------ Text excerpt

When her family relocated to Cullman in 2015, one of the first things Jennifer Limerick did was get acquainted with Relay for Life organizers. Years earlier, she had watched her grandfather battle, and defeat skin cancer. It was the catalyst that lead her to take on the role of a volunteer for the organization. Years later she’d take on a new role … survivor.
Three years before her husband accepted a job with Rehau, resulting in her family moving to Cullman from a small North Carolina town halfway between Asheville and Charolette, Limerick said she began to notice a small lump in her breast. She described it as feeling almost as if there were a BB under her skin.
She mentioned the lump to two different doctors within those three years asking if she should schedule a mammogram as a precaution. At the time Limerick was considered to be at low risk for breast cancer. She was in her mid-30s and even though her grandfather had previously been diagnosed with skin cancer, there was no family history of breast cancer. The doctors chalked it up to fibrocystic changes.
“I just trusted them. They said not to worry about it, so I didn’t worry about it. Every year it felt like it would get a little bit bigger and I would ask about it and they said they saw it in my notes and that they’d take a look, but it was just fibrocystic changes and nothing to worry about,” Limerick said.
Between the move in 2015 and the pressures of adjusting to life in a new community, Limerick said she failed to see a doctor during her first year in Alabama. That changed in 2017 when she woke up in the middle of the night from an intense itching on her breast. Limerick texted her husband, who was working third-shift, and the two agreed that she would schedule an appointment the following morning.
Her new doctors scheduled an ultrasound quickly, followed by a biopsy. Two days later she met with a surgeon who diagnosed her with breast cancer.
Limerick said the treatment — a double mastectomy, six rounds of chemotherapy and close to 50 rounds of radiation — took away a year of her life. Due to the location of the cancer, Limerick would need to wait a year before she was able to have reconstructive surgeries.

------------
------ Records supplied

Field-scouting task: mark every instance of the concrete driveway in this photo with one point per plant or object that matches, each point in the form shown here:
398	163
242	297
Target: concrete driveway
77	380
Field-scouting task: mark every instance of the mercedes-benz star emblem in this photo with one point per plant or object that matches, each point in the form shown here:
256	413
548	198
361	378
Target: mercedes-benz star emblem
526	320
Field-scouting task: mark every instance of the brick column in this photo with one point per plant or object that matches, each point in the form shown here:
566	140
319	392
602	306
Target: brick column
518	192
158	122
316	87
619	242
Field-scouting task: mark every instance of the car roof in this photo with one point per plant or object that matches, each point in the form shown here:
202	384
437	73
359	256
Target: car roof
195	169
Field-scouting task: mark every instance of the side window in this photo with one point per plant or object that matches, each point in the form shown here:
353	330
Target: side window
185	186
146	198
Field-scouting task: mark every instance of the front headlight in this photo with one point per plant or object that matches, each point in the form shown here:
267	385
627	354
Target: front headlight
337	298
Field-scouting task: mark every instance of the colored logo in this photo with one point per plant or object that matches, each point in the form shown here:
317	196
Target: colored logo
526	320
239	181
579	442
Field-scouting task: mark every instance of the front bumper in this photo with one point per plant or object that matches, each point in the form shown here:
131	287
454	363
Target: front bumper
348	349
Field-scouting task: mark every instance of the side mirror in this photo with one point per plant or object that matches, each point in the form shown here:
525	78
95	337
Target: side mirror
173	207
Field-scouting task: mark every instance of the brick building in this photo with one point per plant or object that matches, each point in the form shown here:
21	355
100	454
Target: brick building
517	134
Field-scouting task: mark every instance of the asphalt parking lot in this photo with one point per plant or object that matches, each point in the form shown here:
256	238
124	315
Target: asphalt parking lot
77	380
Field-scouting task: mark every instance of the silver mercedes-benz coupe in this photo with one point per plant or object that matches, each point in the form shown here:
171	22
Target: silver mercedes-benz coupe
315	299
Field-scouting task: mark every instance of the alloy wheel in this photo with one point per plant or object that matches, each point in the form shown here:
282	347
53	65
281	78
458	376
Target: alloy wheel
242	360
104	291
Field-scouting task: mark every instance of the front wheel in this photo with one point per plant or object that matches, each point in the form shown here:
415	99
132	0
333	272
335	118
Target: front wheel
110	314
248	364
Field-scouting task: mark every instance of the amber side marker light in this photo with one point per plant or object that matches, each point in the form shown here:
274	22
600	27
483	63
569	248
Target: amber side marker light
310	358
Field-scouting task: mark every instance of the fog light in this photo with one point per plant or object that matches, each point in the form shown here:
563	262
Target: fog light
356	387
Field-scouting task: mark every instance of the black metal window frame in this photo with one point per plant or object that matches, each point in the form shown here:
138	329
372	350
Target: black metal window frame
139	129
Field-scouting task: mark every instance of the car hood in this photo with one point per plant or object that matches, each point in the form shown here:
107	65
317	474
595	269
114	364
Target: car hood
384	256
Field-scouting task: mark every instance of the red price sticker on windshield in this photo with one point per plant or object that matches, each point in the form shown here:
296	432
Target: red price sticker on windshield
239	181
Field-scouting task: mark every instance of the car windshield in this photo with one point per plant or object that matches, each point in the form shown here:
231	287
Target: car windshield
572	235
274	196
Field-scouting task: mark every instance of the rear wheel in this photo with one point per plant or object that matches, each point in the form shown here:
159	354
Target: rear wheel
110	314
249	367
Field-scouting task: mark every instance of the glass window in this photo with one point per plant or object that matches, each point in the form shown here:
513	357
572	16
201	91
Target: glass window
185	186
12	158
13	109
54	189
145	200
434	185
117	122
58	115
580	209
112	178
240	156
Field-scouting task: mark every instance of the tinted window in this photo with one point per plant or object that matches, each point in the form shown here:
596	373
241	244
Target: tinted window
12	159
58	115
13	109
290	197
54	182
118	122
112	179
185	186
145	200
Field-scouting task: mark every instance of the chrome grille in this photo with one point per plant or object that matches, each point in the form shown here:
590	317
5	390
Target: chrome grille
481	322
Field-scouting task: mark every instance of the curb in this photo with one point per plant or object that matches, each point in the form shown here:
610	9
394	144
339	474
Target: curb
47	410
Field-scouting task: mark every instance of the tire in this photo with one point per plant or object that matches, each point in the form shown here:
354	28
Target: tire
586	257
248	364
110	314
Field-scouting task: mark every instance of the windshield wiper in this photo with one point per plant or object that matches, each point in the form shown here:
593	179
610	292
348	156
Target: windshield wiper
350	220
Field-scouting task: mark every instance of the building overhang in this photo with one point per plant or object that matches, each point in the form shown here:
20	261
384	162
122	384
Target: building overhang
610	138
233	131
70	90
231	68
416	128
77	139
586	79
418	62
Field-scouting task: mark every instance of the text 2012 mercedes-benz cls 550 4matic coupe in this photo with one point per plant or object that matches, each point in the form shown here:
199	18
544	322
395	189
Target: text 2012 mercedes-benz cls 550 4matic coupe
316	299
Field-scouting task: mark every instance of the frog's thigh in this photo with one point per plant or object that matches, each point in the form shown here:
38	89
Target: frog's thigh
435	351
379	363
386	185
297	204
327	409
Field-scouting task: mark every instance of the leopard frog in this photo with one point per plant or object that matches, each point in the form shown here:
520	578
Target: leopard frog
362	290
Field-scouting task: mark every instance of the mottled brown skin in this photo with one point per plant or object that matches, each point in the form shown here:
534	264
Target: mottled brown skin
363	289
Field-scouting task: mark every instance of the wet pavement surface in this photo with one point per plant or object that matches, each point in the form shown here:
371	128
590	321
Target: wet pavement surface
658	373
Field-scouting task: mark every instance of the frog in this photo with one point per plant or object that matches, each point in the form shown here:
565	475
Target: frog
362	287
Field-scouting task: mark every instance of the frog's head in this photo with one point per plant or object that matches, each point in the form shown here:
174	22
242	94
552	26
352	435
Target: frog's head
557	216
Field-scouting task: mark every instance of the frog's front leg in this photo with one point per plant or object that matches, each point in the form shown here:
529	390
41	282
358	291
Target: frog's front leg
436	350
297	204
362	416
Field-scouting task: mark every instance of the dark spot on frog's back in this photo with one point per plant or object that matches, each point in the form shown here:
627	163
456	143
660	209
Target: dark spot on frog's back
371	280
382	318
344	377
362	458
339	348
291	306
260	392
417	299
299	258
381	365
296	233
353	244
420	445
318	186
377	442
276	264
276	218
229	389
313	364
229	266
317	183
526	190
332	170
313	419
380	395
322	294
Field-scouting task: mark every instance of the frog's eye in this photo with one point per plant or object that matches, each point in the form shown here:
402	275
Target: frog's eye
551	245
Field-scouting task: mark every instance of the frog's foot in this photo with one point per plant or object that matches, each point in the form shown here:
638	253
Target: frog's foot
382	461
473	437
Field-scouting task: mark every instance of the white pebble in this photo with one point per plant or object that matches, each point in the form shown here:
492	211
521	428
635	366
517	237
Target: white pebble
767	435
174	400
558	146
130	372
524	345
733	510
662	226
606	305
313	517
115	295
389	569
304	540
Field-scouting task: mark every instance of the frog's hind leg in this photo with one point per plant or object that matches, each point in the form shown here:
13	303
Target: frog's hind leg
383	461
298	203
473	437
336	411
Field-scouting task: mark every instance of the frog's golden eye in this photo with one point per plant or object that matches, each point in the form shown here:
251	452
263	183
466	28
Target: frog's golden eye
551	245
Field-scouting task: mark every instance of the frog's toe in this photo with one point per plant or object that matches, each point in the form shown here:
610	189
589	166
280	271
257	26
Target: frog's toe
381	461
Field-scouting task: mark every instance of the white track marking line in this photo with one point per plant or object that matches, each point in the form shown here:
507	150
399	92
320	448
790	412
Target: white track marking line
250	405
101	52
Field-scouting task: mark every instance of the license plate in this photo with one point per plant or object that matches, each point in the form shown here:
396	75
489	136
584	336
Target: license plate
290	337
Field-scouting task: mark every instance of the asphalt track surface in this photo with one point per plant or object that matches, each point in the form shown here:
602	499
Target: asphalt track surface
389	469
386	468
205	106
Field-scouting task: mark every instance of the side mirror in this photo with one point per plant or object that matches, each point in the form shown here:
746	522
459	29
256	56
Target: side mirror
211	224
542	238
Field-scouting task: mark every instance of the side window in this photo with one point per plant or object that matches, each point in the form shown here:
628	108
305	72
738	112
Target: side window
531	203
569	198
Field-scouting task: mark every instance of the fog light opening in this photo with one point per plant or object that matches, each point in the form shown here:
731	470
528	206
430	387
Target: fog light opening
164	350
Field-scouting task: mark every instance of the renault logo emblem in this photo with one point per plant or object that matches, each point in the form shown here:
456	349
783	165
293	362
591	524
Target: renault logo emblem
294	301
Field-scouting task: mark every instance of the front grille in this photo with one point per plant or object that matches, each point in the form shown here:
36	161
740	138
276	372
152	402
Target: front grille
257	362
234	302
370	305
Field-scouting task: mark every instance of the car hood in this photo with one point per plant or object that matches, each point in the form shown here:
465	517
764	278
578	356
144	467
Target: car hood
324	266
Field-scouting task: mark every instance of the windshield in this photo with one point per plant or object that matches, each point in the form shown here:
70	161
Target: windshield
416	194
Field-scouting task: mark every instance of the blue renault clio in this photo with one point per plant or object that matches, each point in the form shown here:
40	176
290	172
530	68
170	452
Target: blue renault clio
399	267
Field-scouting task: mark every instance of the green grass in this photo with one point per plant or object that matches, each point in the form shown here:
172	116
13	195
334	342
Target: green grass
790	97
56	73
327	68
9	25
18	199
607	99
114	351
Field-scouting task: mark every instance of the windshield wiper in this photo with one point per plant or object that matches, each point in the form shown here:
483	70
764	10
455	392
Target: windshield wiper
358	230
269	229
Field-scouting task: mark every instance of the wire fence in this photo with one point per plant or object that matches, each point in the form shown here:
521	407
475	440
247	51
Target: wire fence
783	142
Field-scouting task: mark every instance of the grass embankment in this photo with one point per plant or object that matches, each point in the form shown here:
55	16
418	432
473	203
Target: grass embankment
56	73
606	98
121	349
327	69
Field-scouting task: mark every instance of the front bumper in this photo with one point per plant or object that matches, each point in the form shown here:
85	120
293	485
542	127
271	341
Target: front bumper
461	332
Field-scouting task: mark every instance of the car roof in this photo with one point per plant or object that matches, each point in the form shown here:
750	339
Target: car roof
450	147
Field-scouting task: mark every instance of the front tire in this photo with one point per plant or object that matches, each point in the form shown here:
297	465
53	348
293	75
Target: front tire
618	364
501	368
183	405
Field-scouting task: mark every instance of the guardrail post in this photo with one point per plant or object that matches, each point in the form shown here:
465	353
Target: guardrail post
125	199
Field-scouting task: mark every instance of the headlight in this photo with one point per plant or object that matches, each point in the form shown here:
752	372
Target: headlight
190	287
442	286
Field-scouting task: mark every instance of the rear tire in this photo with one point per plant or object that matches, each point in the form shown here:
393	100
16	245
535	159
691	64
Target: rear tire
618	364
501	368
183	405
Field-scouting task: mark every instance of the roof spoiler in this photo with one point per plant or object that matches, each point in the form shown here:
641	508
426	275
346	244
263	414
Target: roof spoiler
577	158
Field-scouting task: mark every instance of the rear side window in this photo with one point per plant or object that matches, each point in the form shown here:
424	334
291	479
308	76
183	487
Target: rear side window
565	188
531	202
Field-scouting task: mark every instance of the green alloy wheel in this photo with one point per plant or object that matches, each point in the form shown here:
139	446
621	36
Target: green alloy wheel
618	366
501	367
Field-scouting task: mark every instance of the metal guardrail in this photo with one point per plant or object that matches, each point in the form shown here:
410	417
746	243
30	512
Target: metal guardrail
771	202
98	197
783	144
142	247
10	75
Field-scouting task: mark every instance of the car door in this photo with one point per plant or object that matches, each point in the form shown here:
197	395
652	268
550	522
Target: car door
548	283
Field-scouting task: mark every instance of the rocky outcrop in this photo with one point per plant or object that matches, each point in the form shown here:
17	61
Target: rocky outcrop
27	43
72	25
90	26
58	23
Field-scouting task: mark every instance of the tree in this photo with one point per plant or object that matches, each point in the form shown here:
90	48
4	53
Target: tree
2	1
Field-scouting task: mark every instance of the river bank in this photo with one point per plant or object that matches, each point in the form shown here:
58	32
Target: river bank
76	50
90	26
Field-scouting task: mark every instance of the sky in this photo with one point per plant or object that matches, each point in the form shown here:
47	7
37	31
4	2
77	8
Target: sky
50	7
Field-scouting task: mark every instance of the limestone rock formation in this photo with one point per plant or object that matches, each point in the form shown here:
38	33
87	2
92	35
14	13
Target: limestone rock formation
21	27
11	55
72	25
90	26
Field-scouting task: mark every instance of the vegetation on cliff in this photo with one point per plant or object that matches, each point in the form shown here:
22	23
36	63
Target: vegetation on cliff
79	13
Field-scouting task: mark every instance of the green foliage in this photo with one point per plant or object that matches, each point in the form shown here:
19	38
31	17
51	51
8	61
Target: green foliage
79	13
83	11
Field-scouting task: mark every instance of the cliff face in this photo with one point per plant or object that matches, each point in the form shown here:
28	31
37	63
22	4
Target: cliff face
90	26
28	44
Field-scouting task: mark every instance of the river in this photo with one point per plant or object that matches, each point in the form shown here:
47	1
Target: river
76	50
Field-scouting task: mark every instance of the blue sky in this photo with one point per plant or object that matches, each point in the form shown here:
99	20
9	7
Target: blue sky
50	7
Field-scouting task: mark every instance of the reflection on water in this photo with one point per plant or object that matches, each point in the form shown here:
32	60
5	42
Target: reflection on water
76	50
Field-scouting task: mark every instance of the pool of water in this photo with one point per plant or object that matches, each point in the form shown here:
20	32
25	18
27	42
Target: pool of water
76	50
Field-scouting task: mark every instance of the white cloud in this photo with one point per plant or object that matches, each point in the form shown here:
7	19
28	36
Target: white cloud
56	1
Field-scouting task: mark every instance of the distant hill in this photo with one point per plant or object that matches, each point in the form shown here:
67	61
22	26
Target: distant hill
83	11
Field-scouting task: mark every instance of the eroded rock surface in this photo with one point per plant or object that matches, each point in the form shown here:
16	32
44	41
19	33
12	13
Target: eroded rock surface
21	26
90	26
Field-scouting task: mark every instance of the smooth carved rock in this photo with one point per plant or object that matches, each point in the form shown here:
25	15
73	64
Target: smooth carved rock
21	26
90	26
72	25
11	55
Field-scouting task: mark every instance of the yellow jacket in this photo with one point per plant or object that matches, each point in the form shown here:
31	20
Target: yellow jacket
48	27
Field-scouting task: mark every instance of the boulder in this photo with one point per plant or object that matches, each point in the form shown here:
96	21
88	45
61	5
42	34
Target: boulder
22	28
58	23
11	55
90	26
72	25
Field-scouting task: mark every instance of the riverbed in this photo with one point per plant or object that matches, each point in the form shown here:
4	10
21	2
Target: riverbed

------------

Continue the article about Jennifer Limerick's breast cancer diagnosis and treatment, starting from where it stops above.

Now in remission for more than five years, Limerick reflects on the mental strain the experience had on her.
Along with the physical trauma on her body, Limerick said she felt like she was losing her identity.
“Not having your breasts as a female just did something to me. I felt like I didn’t look good in my clothes anymore. I felt like everybody was looking at me, even though probably nobody even noticed or cared. It was just me, it just really kills your self-esteem,” she said.
With funds raised through Relay for Life events, the American Cancer Society offered opportunities to rebuild that self-esteem. The ACS provided her a free wig and sponsored makeup classes at Wallace State.
“They invited us to come and love ourselves again,” she said. “They gave us techniques on how to do our makeup to look less weird without eyebrows and told us that we can still be beautiful even though we’ve lost all of our hair.”
Looking back, Limerick said she would tell her younger self to advocate for herself more and to become more educated on the types of treatment and testing available.
“I would have asked for further testing. Don’t take their word for it, get proof and get lab work done. At least ask what types of tests could detect breast cancer. It’s not just mammograms, I learned over the years that they could have done an ultrasound to show that,” she said.